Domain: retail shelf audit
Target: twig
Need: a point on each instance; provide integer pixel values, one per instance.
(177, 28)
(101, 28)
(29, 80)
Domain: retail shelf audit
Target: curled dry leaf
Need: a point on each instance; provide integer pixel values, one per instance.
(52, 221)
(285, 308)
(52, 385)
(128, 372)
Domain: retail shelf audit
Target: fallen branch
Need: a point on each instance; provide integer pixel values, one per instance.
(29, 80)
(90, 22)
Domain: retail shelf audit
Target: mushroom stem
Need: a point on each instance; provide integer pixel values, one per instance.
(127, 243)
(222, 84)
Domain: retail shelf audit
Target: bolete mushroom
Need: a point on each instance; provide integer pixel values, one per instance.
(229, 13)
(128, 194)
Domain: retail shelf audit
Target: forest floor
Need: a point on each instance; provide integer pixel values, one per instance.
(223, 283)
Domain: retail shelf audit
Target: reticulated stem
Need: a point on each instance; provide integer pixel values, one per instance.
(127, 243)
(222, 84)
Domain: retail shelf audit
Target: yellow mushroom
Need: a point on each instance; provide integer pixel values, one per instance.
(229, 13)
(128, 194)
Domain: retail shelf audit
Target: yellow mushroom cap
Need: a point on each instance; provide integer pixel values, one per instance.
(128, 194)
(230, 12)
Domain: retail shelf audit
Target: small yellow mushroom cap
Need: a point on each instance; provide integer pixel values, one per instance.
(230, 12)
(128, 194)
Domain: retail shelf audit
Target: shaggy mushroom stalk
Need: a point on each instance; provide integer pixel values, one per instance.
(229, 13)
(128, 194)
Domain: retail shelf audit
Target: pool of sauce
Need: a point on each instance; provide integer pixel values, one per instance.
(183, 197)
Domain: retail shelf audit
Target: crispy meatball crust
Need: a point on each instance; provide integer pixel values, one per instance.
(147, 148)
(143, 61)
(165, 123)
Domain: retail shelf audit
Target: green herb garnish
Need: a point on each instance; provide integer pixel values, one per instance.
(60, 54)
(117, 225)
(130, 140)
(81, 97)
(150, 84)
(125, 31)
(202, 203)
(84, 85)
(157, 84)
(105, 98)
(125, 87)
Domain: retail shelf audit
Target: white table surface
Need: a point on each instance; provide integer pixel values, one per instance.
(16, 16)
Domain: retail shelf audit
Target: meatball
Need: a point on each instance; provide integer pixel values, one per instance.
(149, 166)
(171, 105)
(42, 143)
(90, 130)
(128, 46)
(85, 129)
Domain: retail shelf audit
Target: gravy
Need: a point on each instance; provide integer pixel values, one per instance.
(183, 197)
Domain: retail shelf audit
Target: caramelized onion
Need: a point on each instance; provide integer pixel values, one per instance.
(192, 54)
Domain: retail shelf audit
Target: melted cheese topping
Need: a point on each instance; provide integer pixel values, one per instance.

*TASK DIRECTIONS:* Go through the data and return every record exactly.

*WRITTEN REPLY:*
Domain: retail shelf audit
Target: twig
Need: a point on each instance; provide integer pixel values, one per instance.
(177, 28)
(101, 28)
(29, 80)
Domain: retail shelf audit
Target: curled dry leaf
Need: a point on each instance; provide integer pixel values, one per instance.
(52, 221)
(285, 308)
(52, 385)
(128, 372)
Domain: retail shelf audit
Target: fallen branch
Need: a point on each instance; provide integer pixel values, one per instance.
(29, 80)
(90, 22)
Domain: retail shelf audit
Target: mushroom stem
Need: a point on each instance; provide integer pixel values, one per instance.
(127, 243)
(222, 84)
Domain: retail shelf audit
Target: bolete mushroom
Need: a point on each instance; provide integer pixel values, one per instance.
(229, 13)
(128, 194)
Domain: retail shelf audit
Target: forest floor
Need: a point on each instance; provide integer pixel values, one per instance.
(223, 283)
Domain: retail shelf audit
Target: reticulated stem
Need: a point on each instance; provide integer pixel values, one per instance.
(127, 243)
(222, 84)
Domain: retail shelf audit
Target: yellow mushroom
Need: a point on each instance; provide integer pixel values, one per instance.
(229, 13)
(128, 194)
Domain: retail shelf audit
Target: yellow mushroom cap
Need: a point on each instance; provide integer pixel values, one per instance.
(128, 194)
(230, 12)
Domain: retail shelf audit
Target: small yellow mushroom cap
Need: a point on each instance; provide integer pixel values, one per instance.
(230, 12)
(128, 194)
Domain: retail shelf audit
Target: shaggy mushroom stalk
Need: a point on each instance; provide integer pixel values, one per instance.
(229, 13)
(128, 194)
Domain: retail shelf audit
Target: pool of sauce
Need: a point on each instance; provide integer pixel values, one per instance.
(183, 197)
Domain: retail shelf audit
Target: crispy meatball crust
Need: a point on each instance; provide integer pixel values, one per instance.
(147, 148)
(143, 61)
(165, 123)
Domain: retail shelf audit
Target: green herb garnish
Need: a point on each instance; provide integer pixel values, one per instance.
(60, 54)
(117, 225)
(130, 140)
(81, 97)
(150, 84)
(125, 31)
(202, 203)
(84, 85)
(157, 84)
(105, 98)
(125, 87)
Domain: retail shelf audit
Target: white table surface
Need: a point on each instance; provide integer pixel values, one per instance.
(16, 16)
Domain: retail shelf audit
Target: meatball
Need: a point on each instance; provide integer pixel values, one per instance.
(149, 166)
(171, 105)
(42, 143)
(90, 130)
(128, 46)
(85, 129)
Domain: retail shelf audit
Target: gravy
Need: a point on each instance; provide integer pixel values, one per instance.
(183, 197)
Domain: retail shelf audit
Target: caramelized onion
Need: a point on each instance; provide integer pixel values, one per instance.
(192, 54)
Domain: retail shelf audit
Target: melted cheese topping
Need: a point on each instance; provide integer pixel values, one per instance.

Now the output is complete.